→ **Exercise objective**:
Each line below should be restated exactly, with nothing dropped.

=-=-=-=-=

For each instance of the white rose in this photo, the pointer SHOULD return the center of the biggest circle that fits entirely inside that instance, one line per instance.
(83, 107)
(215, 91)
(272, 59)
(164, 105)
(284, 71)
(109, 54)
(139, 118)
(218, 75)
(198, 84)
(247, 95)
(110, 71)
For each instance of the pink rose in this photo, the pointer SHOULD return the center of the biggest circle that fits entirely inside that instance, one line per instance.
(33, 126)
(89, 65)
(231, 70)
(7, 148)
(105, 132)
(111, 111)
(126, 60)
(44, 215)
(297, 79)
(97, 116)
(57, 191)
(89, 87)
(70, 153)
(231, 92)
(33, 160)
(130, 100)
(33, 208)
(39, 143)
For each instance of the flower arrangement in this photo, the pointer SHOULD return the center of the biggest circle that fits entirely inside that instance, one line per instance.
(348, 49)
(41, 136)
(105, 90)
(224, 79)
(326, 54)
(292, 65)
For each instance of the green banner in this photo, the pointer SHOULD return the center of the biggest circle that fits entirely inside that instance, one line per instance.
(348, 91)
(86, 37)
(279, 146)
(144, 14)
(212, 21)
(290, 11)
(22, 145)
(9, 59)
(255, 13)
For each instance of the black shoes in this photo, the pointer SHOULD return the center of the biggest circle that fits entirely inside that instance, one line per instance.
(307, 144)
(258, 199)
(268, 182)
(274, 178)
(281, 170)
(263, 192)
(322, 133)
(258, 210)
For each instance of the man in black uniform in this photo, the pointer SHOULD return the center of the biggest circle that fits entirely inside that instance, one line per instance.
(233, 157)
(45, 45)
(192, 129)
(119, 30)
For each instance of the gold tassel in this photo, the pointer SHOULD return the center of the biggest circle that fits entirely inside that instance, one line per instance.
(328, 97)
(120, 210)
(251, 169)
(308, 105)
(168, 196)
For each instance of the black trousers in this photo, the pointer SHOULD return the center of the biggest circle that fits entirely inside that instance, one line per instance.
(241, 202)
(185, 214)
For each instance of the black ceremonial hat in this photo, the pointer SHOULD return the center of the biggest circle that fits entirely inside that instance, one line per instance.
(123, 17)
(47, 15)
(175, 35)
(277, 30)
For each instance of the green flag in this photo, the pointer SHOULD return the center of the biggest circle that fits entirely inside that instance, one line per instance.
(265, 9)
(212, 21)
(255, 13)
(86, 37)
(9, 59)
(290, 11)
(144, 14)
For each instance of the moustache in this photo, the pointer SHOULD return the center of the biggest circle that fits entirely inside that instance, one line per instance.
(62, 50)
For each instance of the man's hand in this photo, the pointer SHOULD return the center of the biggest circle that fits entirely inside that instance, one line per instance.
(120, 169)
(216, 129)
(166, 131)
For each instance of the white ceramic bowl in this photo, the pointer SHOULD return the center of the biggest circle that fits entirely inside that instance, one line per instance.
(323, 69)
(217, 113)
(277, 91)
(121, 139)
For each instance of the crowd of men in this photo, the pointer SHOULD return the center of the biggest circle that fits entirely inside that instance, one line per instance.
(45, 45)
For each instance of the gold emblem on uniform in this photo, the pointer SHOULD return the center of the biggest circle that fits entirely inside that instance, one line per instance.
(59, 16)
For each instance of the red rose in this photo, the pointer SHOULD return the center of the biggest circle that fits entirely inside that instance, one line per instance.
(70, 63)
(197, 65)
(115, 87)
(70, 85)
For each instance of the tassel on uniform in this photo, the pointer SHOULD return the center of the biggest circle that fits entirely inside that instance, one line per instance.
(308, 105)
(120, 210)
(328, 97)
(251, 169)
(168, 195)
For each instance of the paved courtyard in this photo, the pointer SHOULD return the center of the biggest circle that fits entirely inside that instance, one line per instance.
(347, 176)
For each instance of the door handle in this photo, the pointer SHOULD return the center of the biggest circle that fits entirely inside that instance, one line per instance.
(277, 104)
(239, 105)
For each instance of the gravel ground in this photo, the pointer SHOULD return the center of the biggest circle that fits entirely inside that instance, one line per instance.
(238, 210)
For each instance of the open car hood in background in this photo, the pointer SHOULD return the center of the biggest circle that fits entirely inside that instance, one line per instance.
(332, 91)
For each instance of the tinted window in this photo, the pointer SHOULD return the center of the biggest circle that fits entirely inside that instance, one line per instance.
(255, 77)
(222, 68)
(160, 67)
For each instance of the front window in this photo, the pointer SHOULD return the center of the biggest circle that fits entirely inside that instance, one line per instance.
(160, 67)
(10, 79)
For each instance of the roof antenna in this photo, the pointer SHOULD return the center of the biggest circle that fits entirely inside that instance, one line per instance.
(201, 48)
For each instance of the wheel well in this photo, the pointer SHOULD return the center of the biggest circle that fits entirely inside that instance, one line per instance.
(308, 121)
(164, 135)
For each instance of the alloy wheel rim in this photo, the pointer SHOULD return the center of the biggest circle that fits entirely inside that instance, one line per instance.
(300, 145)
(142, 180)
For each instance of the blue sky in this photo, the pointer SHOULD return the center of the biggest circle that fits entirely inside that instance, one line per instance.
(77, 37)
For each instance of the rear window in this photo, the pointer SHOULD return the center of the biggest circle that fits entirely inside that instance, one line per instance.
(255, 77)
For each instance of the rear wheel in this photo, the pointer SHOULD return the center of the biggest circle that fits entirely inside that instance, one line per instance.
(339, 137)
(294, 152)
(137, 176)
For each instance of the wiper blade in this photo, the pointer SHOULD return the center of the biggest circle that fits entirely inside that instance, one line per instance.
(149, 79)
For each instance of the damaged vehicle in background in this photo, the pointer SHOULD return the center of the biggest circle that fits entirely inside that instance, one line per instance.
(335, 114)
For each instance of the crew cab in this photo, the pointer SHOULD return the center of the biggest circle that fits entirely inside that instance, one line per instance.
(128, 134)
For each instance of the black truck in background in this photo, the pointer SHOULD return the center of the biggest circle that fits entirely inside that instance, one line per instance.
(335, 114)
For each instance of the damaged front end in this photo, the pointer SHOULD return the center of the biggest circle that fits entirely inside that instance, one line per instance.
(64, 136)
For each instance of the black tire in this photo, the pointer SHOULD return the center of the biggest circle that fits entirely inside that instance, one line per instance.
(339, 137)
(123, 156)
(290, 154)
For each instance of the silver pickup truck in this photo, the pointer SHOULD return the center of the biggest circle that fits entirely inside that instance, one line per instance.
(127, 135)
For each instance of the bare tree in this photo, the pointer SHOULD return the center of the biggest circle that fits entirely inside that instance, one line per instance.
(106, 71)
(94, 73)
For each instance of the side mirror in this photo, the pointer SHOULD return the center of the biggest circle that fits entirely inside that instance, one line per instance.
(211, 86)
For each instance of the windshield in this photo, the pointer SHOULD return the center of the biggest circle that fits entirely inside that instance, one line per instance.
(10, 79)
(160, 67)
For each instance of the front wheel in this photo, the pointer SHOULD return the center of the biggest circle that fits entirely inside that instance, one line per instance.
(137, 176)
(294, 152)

=-=-=-=-=

→ **Expected answer**:
For each instance of the white rose in this photo, the pointer SHOULD return the center of the biggest circle that fits entirely inside that instance, one line per instance.
(83, 107)
(215, 91)
(272, 59)
(164, 105)
(284, 71)
(109, 54)
(139, 118)
(218, 75)
(198, 84)
(247, 95)
(110, 71)
For each instance of the pink rose in this photo, the pointer SHOULD return the center of the biggest circle that fits entirely inside that instance, one line per instance.
(33, 126)
(89, 65)
(231, 70)
(7, 148)
(105, 132)
(111, 111)
(126, 60)
(44, 215)
(297, 79)
(97, 116)
(57, 191)
(89, 87)
(70, 153)
(231, 92)
(33, 160)
(130, 100)
(33, 208)
(39, 143)
For each instance of the flower arrangement in this photo, the pointer SHOULD return the center of the biggest circle that fits entirely inside that instance, one line per instance.
(348, 49)
(41, 136)
(105, 90)
(224, 79)
(326, 54)
(292, 65)
For each instance of the green banner in this photo, the pointer SHOULD return the center of the biggest circle that fits entirely inside that instance, one line per instance.
(348, 91)
(86, 37)
(279, 146)
(144, 14)
(212, 21)
(290, 11)
(22, 145)
(9, 59)
(255, 13)
For each instance of the black shoes in this photo, the pointer SHOULD return the center of the biggest circle that fits entirely inside that instance, one line per instance.
(307, 144)
(258, 199)
(268, 182)
(274, 178)
(281, 170)
(263, 192)
(322, 133)
(258, 210)
For each instance of the man in black uniform in this photo, the pointer SHOULD return the center of the biggest circle that fits entirely inside that instance, one line per instance.
(233, 157)
(45, 45)
(192, 129)
(119, 30)
For each instance of the gold tassel in this photo, the pointer SHOULD return the center of the biggest circle that fits entirely inside that instance, one line per instance.
(328, 97)
(120, 210)
(251, 169)
(308, 105)
(168, 196)
For each instance of the black trousers in this photo, the pointer SHOULD return the center of the biggest circle that fits entirely inside that instance, one line per instance.
(241, 202)
(185, 214)
For each instance of the black ceremonial hat in this photo, the pointer SHOULD return the center of the biggest circle that fits entirely inside that instance, one line per instance.
(123, 17)
(47, 15)
(175, 35)
(277, 30)
For each instance of the green flag in this photo, the pointer SHOULD return the center of the biggest circle that fits entirely inside that instance, one line per instance.
(265, 9)
(212, 21)
(255, 13)
(86, 37)
(9, 59)
(290, 11)
(144, 14)
For each instance of the moustache in this photo, the pointer SHOULD return the center of the biggest circle that fits entirely inside that instance, one line per instance.
(62, 50)
For each instance of the man's hand in this photo, the pointer SHOULD return the center of the biggest circle that fits entirely inside that instance, one line per instance.
(120, 169)
(216, 129)
(166, 131)
For each instance of the white ceramic bowl in this photo, the pointer SHOULD return the center of the biggest circle that fits entirely inside that instance, one line per instance.
(323, 69)
(217, 113)
(277, 91)
(121, 139)
For each instance of the crowd of men in this photo, the pointer SHOULD return the center of the biggest circle that fits entirely inside that instance, one line per instance.
(45, 45)
For each instance of the gold emblem on uniform in this photo, the pointer SHOULD return the center of the biggest circle that fits entirely inside that instance, one line per instance.
(59, 16)
For each instance of the red rose in this photo, the pointer SHOULD return the center of the biggest circle that fits entirely inside that instance, one line per instance.
(70, 63)
(197, 65)
(115, 87)
(70, 85)
For each instance of the tassel on uniform in this photo, the pointer SHOULD return the center of the biggest circle that fits entirely inside that instance, one line per instance.
(308, 105)
(120, 210)
(328, 97)
(251, 169)
(168, 195)
For each instance of the paved courtyard in this photo, the pointer SHOULD return the center of the biggest circle that fits entirely inside that instance, one line per instance.
(347, 176)
For each instance of the door handle in this photo, the pointer SHOULD return the center of the biggest circle that fits entirely inside that instance, one line per instance.
(277, 104)
(239, 105)
For each instance of the gravel ground in this photo, the pointer SHOULD return the center of the biggest circle that fits entirely inside that instance, one line per instance.
(238, 210)
For each instance of the open car hood in background in this photo, the pointer SHOULD return the center of the biggest circle that fits entirely inside that instance, one line per instance.
(332, 91)
For each instance of the tinted window in this photo, the pointer SHOULD return the center of the biggest circle that fits entirely inside that instance, one line per instance.
(255, 77)
(222, 68)
(160, 67)
For each instance of the front window in this photo, the pointer SHOULD return the center of the biggest circle that fits entirely inside that instance, one line per instance.
(160, 67)
(10, 79)
For each instance of the roof antenna in this photo, the pointer SHOULD return the center of the biggest circle that fits entirely inside that instance, one line per instance.
(201, 48)
For each instance of the wheel well in this photo, the pointer SHOULD return the center of the biggest circle that fits entirely inside that instance, one line per instance.
(308, 121)
(164, 135)
For each instance of the alloy wheel rim in this photo, the pointer SHOULD return the center of the biggest circle that fits entirely inside that instance, one line per instance.
(300, 145)
(142, 180)
For each instance of the blue sky in this photo, the pointer SHOULD return the center of the biggest circle that fits entirely inside that instance, one line per instance.
(77, 37)
For each instance of the rear window in this photo, the pointer SHOULD return the center of the biggest circle that fits entirely inside that instance, one line per instance.
(255, 77)
For each instance of the rear wheel in this photo, the pointer SHOULD return the center of the biggest circle that fits entirely inside that instance, one line per instance.
(339, 137)
(294, 152)
(137, 176)
For each instance of the wiper blade in this photo, the pointer SHOULD return the center of the biggest circle that fits entirely inside that instance, one line per instance.
(149, 79)
For each instance of the damaged vehicle in background in this photo, the pointer SHOULD return the center of the biggest circle that fits entirely inside that instance, one line per instance.
(335, 114)
For each instance of the crew cab in this photo, the pointer SHOULD return the center of the biggest circle that fits entirely inside that instance, one line per instance.
(128, 134)
For each instance of the black truck in background in this photo, the pointer SHOULD return the center of the biggest circle that fits entirely inside that instance, one line per instance.
(335, 114)
For each instance of the damaged front end in this photo, the pointer SHOULD return the center of the biggest circle that fits entirely inside that instance, one line per instance.
(64, 136)
For each instance of the black tire in this photo, the pointer SHOULD return the center of the biggest circle that fits entirely inside that instance, one line per instance.
(339, 137)
(123, 156)
(290, 154)
For each instance of the silver pickup truck in this photo, the pointer SHOULD return the center of the biggest circle that fits entirely inside that instance, one line per instance.
(127, 135)
For each instance of the bare tree in this photo, the pointer SHOULD return the center of the biggest circle that fits entirely inside that instance, one line per instance.
(106, 71)
(94, 73)
For each instance of the side mirror in this photo, the pointer SHOULD return the center of the biggest circle that fits entirely inside that instance, one line per instance.
(211, 86)
For each instance of the windshield in this photo, the pointer SHOULD return the center of the biggest circle that fits entirely inside that instance, one line per instance.
(10, 79)
(160, 67)
For each instance of the front wheel in this photo, the pointer SHOULD return the center of the biggest circle that fits entirely inside that instance, one line per instance.
(137, 176)
(294, 152)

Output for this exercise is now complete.